---------- DATA LISTING ----------

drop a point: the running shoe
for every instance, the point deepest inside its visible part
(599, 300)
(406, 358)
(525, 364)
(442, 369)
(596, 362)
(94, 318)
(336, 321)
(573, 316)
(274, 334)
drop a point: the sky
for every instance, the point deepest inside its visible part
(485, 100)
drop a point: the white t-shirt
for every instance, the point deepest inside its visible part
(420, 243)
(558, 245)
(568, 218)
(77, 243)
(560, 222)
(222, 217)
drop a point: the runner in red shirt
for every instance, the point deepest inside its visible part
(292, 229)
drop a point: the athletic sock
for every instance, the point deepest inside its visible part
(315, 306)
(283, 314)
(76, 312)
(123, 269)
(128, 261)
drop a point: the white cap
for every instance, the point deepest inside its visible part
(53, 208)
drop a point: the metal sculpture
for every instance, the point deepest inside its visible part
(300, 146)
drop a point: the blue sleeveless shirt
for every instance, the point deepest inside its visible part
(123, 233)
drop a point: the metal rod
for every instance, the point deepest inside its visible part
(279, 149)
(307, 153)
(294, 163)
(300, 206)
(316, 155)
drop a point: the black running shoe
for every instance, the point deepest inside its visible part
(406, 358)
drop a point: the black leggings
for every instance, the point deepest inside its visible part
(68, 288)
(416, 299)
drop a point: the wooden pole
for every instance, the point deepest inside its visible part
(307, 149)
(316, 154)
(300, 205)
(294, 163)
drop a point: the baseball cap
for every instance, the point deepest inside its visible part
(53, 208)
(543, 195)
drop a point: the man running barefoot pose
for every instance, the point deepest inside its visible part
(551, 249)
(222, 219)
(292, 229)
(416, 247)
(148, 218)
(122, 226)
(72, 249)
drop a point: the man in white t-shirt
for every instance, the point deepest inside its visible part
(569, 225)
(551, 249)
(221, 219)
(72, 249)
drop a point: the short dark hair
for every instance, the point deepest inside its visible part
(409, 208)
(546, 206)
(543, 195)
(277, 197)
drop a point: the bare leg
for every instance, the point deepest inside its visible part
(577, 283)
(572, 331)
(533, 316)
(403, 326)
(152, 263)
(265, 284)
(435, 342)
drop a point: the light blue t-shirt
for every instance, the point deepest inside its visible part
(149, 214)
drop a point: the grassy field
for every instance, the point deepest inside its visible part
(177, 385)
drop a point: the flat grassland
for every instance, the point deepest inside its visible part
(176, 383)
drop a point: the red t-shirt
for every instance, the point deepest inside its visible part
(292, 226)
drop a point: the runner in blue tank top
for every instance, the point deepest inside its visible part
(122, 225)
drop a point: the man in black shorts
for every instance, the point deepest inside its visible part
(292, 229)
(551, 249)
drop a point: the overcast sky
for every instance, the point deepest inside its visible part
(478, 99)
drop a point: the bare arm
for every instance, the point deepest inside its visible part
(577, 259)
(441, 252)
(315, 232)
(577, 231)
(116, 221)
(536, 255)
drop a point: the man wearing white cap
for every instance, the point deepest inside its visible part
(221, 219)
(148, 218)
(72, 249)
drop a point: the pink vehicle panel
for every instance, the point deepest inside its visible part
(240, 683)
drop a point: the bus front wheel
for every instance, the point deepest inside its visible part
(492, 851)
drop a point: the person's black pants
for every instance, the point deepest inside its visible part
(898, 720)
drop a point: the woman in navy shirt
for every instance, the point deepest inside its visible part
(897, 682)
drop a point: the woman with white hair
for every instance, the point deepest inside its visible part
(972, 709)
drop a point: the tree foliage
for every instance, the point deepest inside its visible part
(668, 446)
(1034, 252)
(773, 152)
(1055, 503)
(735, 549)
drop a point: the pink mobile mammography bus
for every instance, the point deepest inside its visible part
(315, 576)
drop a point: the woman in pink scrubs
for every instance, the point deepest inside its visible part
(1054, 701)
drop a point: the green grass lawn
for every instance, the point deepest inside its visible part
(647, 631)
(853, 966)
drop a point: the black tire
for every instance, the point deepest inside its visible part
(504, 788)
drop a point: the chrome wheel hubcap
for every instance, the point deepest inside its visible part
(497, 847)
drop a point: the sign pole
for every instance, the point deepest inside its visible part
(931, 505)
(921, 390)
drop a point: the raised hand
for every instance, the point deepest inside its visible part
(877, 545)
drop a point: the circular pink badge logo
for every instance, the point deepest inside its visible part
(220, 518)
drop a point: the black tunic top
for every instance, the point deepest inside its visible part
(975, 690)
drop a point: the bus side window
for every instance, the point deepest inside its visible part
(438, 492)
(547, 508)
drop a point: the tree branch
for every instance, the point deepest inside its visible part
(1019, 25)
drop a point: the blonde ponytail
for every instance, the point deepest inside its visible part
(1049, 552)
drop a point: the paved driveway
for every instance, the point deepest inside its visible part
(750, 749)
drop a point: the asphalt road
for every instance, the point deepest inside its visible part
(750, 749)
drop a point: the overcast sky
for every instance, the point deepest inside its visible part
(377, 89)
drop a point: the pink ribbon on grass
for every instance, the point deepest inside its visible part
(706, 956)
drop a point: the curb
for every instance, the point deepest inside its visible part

----------

Output, from the data above, the lines from the line with "drop a point: the baseball cap" to the line with "drop a point: the man running barefoot pose" exactly as they stand, both ends included and nothing else.

drop a point: the baseball cap
for every instance, the point deepest inside its visible part
(53, 208)
(543, 195)
drop a point: the man running barefoot pose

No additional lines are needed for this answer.